-- START STORED RECORDS --
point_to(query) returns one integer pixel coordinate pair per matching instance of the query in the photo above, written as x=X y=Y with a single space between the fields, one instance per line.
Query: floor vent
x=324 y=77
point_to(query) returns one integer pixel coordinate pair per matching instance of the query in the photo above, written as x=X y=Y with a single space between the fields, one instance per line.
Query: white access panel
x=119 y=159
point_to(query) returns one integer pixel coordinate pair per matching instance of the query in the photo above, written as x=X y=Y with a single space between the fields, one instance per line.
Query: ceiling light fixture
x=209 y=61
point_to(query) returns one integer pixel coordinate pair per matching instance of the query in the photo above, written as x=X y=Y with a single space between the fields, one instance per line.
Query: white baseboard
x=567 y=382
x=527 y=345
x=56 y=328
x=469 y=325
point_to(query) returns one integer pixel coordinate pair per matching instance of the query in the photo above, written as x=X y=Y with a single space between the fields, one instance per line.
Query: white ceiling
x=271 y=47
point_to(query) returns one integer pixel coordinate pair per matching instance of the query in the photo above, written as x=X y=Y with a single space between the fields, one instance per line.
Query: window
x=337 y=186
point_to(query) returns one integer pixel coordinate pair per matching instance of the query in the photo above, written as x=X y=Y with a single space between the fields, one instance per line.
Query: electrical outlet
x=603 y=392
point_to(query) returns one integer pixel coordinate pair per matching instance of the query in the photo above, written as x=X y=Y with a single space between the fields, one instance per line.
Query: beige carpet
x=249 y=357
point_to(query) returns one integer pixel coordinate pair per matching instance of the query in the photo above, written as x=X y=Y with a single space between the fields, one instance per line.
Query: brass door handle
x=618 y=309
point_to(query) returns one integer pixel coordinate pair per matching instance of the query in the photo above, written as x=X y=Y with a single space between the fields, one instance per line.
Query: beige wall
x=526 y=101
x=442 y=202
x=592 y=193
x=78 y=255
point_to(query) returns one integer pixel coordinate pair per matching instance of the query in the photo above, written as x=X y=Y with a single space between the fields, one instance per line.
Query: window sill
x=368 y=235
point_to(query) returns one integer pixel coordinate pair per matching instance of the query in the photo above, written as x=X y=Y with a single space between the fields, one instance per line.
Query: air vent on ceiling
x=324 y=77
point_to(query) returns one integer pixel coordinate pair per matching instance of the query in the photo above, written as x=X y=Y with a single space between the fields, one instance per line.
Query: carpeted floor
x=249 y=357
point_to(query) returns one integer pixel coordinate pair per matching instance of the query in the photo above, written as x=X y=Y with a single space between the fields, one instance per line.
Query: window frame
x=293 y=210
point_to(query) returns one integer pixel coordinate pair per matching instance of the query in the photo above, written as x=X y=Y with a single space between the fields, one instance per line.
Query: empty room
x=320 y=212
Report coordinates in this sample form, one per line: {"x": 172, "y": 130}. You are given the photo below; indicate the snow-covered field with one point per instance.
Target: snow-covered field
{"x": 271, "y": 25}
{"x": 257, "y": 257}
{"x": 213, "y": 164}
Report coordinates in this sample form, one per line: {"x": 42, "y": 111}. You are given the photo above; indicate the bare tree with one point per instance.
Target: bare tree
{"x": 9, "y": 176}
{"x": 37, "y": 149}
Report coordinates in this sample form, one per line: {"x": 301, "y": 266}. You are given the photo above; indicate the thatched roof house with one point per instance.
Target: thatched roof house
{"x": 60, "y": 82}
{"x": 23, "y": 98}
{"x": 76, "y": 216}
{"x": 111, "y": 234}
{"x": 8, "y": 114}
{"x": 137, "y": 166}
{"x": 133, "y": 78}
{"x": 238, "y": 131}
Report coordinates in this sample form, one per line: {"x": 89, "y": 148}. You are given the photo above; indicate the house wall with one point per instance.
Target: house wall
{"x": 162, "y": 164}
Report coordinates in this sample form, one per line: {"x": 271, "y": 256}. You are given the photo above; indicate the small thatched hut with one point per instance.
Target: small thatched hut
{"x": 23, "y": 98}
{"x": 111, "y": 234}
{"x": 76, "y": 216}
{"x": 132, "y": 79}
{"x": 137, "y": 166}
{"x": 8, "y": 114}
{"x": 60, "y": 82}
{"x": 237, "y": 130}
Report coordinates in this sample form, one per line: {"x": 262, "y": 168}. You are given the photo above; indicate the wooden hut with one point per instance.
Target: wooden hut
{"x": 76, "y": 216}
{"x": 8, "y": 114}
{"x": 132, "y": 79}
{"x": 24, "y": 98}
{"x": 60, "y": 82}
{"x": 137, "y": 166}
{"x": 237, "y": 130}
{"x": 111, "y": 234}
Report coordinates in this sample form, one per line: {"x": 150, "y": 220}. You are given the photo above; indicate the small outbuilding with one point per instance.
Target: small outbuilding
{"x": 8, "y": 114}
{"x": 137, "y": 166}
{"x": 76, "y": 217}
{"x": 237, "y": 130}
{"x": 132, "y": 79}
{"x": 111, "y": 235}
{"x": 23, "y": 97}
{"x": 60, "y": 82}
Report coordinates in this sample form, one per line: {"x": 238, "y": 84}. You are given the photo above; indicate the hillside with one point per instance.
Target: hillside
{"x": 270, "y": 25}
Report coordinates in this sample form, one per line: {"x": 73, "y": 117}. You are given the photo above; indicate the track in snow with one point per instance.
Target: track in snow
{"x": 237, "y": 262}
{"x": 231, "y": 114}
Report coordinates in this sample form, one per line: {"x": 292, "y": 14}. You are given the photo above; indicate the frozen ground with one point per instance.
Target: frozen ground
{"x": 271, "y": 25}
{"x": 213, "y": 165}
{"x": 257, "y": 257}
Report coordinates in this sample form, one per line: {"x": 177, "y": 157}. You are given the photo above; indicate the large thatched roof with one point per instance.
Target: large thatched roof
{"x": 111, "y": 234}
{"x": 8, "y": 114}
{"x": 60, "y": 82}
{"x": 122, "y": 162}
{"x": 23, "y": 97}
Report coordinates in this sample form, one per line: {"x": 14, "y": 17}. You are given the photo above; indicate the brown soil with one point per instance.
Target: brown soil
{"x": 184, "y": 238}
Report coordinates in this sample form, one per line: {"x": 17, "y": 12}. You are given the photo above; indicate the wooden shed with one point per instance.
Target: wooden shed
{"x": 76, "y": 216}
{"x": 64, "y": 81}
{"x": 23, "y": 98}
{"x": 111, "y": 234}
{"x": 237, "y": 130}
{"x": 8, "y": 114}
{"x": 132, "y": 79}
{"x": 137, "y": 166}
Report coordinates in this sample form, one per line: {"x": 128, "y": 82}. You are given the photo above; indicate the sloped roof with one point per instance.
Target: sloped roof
-- END STORED RECORDS --
**PROBLEM TO SOLVE:**
Reproduce everything from the beginning of the entries down to the line containing "x=618 y=309", substituting "gray carpet" for "beige carpet" and leaving all else unchanged. Provide only those lines.

**COMPLETED EXERCISE:**
point_to(query) returns one integer pixel coordinate pair per matching instance of the query in the photo above, written as x=X y=Y with a single space between the fields, one instance per line.
Query: floor vent
x=324 y=77
point_to(query) returns one integer pixel coordinate pair per matching instance of the query in the photo above, written as x=X y=Y with a single space between the fields, one instance per line.
Query: white access panel
x=119 y=159
point_to(query) returns one integer pixel coordinate pair per matching instance of the query in the photo above, written as x=X y=Y with a single space between the fields, one instance per line.
Query: ceiling light fixture
x=209 y=61
point_to(query) returns one integer pixel coordinate pair per matching instance of the query in the photo above, written as x=X y=Y with a single space between the fields, one instance per line.
Query: white baseboard
x=567 y=382
x=527 y=345
x=56 y=328
x=469 y=325
point_to(query) returns one integer pixel coordinate pair per matching instance of the query in the photo above, written as x=X y=Y with a single space between the fields, one instance per line.
Query: white ceiling
x=271 y=47
point_to(query) returns one integer pixel coordinate pair per matching instance of the query in the photo above, written as x=X y=Y with a single space between the fields, one instance per line.
Query: window
x=337 y=186
point_to(query) returns one integer pixel coordinate pair per matching instance of the query in the photo above, written as x=X y=Y with a single space between the fields, one instance per line.
Query: electrical outlet
x=603 y=392
point_to(query) returns one integer pixel coordinate pair per matching instance of the query in the photo above, written as x=X y=Y with a single space between the fields, one instance per line.
Query: gray carpet
x=249 y=357
point_to(query) returns one integer pixel coordinate pair per matching instance of the query in the photo above, written as x=X y=Y with a single space between the fields, one instance per line.
Query: brass door handle
x=618 y=309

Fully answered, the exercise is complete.